### DONNÉES À TRAITER:
########################################

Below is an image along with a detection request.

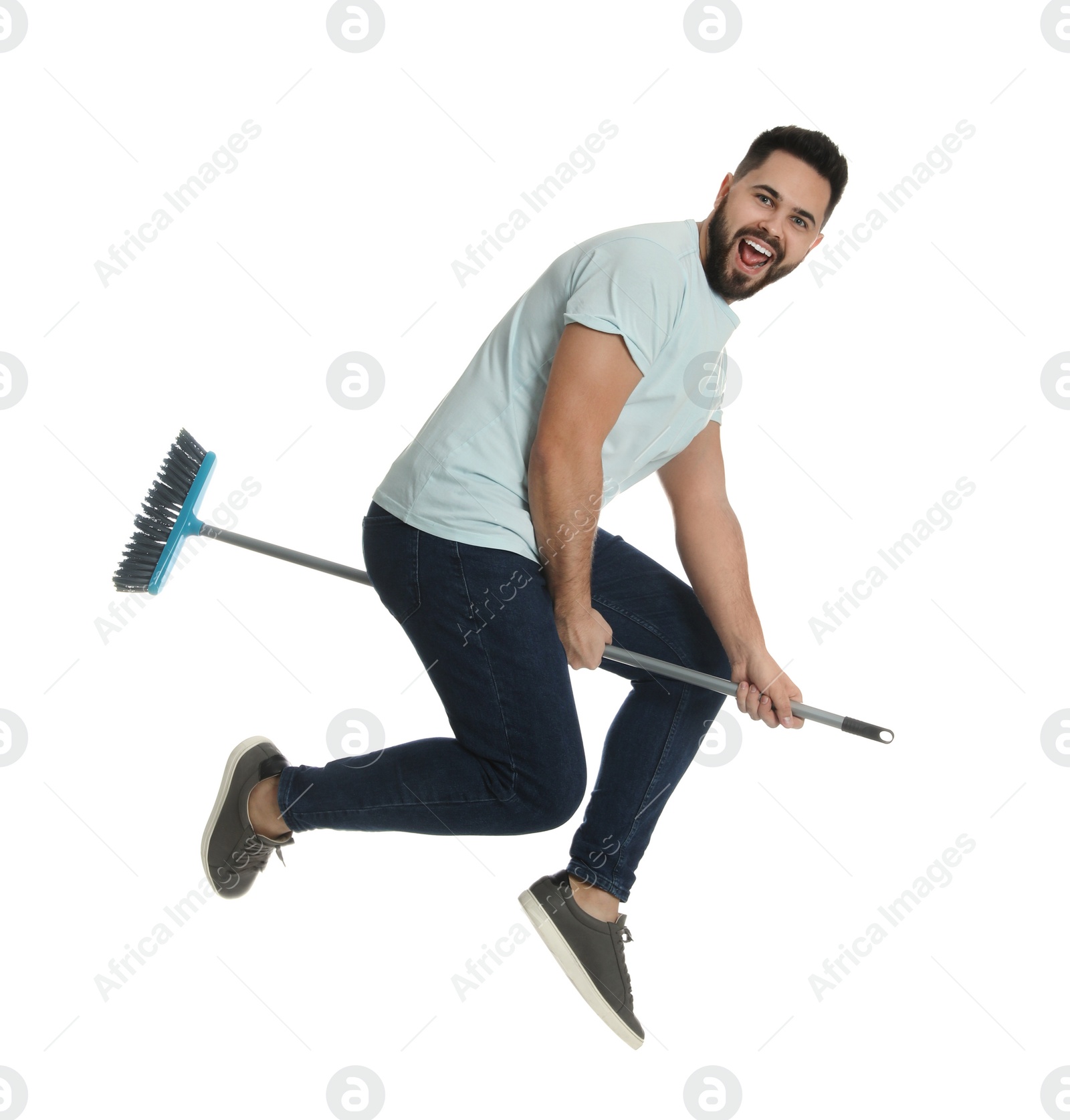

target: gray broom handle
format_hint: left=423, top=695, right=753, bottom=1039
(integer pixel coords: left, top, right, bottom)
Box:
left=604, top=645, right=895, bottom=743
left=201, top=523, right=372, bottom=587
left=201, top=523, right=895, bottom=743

########################################

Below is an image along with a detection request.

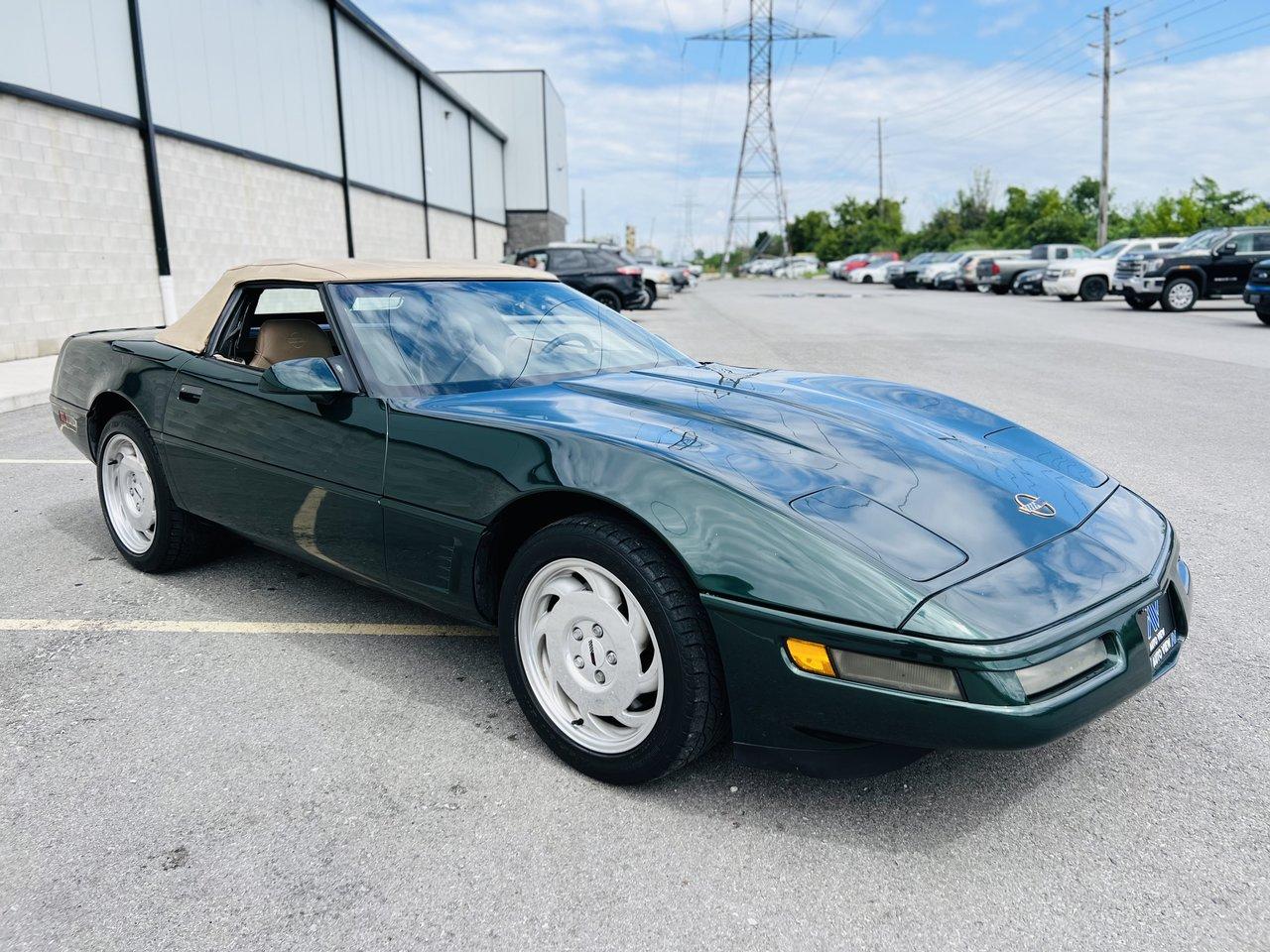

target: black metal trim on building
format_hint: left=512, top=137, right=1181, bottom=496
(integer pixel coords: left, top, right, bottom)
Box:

########################################

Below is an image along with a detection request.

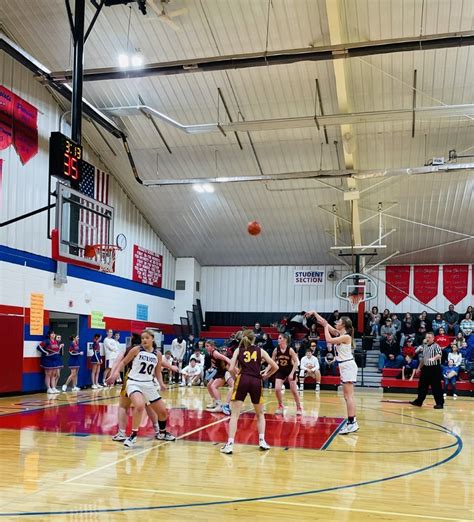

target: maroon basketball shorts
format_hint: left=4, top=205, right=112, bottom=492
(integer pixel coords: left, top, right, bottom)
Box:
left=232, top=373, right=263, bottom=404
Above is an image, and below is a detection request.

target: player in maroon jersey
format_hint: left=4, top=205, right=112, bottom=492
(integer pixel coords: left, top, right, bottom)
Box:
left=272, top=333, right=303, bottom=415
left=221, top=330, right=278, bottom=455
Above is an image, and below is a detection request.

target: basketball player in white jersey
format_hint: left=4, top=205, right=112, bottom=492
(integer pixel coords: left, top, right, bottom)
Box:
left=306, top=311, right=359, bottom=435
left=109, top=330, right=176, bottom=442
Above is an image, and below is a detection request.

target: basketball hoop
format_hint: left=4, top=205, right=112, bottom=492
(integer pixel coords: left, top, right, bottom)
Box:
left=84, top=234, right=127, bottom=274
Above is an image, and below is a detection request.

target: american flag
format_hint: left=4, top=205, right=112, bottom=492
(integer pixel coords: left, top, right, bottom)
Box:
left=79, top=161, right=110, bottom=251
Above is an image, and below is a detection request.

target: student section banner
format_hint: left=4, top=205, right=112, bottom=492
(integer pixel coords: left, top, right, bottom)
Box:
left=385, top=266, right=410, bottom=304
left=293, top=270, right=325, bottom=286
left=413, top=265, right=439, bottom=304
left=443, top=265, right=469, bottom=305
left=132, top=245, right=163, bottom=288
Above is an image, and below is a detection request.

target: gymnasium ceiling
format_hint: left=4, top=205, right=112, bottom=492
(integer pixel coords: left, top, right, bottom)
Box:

########################################

### TRAVAIL DEMANDÉ:
Relevez chaque ligne des enregistrements ci-dessus qui contient la chaîne « basketball », en respectant la casse.

### RÉSULTAT ATTENDU:
target: maroon basketball shorts
target: basketball player in white jersey
target: basketball hoop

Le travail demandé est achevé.